Page excerpt:
[Start of section]

Many are focused on preserving their natural environment, but the price of the land is swaying people one way, or the other.

The town is considering purchasing 5 acres of undeveloped land for a future town park.

Sunset Beach Councilwoman Carol Scott says they should put the decision on hold. "I would opt for putting this off, trying to get more grant money, trying to negotiate that price further down and doing our work on setting the priorities for the town," said Scott.

The land has a price of almost $4 million dollars and that is something that does not sit well with taxpayers, especially in this rough economy.

Sunset Beach Mayor Ron Klein said, "Despite the way it might look to some of you out there, we're still bargaining on the piece of property so things can be worked out."

Some resident's feel the price is too high and that the land can be purchased for less than $3.75 million dollars. The town applied for grant money to help defray the cost but were denied any grants.

"Yea, we were unsuccessful in getting grants," said Sunset Beach Mayor Pro-Tem Lou Devita. "We thought we could get a big buy in, but we didn't do that. Our price has moved down because the real estate market has moved down."

[End of section]

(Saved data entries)
[Start of section]

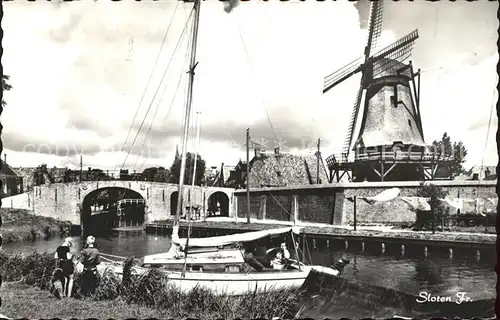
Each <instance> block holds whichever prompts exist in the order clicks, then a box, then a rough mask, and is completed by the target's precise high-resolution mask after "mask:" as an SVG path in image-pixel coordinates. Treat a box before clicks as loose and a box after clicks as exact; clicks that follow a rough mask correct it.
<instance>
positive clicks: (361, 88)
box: [323, 0, 437, 182]
mask: <svg viewBox="0 0 500 320" xmlns="http://www.w3.org/2000/svg"><path fill="white" fill-rule="evenodd" d="M382 20H383V2H382V0H379V1H373V2H371V7H370V19H369V24H368V25H369V28H368V42H367V45H366V47H365V51H364V56H363V57H360V58H358V59H356V60H354V61H353V62H351V63H349V64H348V65H346V66H344V67H343V68H341V69H339V70H337V71H336V72H334V73H332V74H331V75H329V76H327V77H325V83H324V89H323V93H326V92H327V91H329V90H330V89H332V88H333V87H335V86H337V85H338V84H340V83H342V82H343V81H345V80H347V79H349V78H350V77H351V76H353V75H354V74H357V73H361V84H360V87H359V90H358V93H357V96H356V100H355V103H354V107H353V109H352V114H351V119H350V123H349V127H348V130H347V134H346V137H345V140H344V145H343V149H342V155H341V156H340V157H338V156H337V157H335V155H332V156H330V157H328V158H327V159H326V161H327V164H328V167H329V169H330V182H332V181H333V180H334V179H336V180H337V181H340V179H341V178H342V176H343V175H344V174H346V173H347V175H349V172H351V173H352V180H353V181H364V180H367V181H384V180H386V181H390V180H392V181H394V180H424V179H426V178H427V179H433V178H434V173H435V172H436V168H437V163H435V162H436V161H435V159H433V156H432V154H431V153H430V151H429V149H428V147H427V146H426V144H425V141H424V133H423V129H422V121H421V117H420V107H419V105H420V104H419V101H420V71H418V72H417V73H414V71H413V67H412V63H411V61H410V62H409V63H407V64H405V63H404V61H405V60H407V59H408V58H409V57H410V55H411V52H412V49H413V45H414V43H415V40H416V39H417V38H418V30H414V31H412V32H411V33H409V34H408V35H406V36H405V37H403V38H401V39H399V40H398V41H396V42H394V43H393V44H391V45H389V46H388V47H386V48H384V49H382V50H379V51H376V48H377V42H378V40H379V38H380V34H381V32H382ZM416 78H417V83H415V79H416ZM363 96H364V99H362V98H363ZM362 100H364V103H363V110H362V113H361V121H360V123H359V124H358V126H359V133H358V137H357V139H356V140H354V144H353V135H354V132H355V129H356V127H357V120H358V115H359V113H360V107H361V105H362V104H361V102H362ZM351 146H352V149H351ZM351 150H352V151H355V155H354V161H350V159H349V153H350V151H351Z"/></svg>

[End of section]

Job 1: Which Sunset Beach officials does the article on the Sunset Beach park land quote by name, and what are their titles?
Job 2: Extend the article on the Sunset Beach park land, picking up right after its final quote.
These saved data entries come from a different source than the article on the Sunset Beach park land.

Reply 1:
- Carol Scott, Councilwoman
- Ron Klein, Mayor
- Lou Devita, Mayor Pro-Tem

Reply 2:
Some of the town council members support buying the land while others are against it.
That's the same situation for residents of Sunset Beach. Many were not hesitant to voice their opinions.

Those who support the purchase say now is the time. They fear if they hold out any longer on the land that the price will go up. They're also scared a developer will come in and ruin the natural beauty that Sunset Beach has preserved for years.

"We can think about where we want to be at some point in the future and figure out how we are going to get there and use the downturn of this economy to our advantage the best way we know how," said Devita.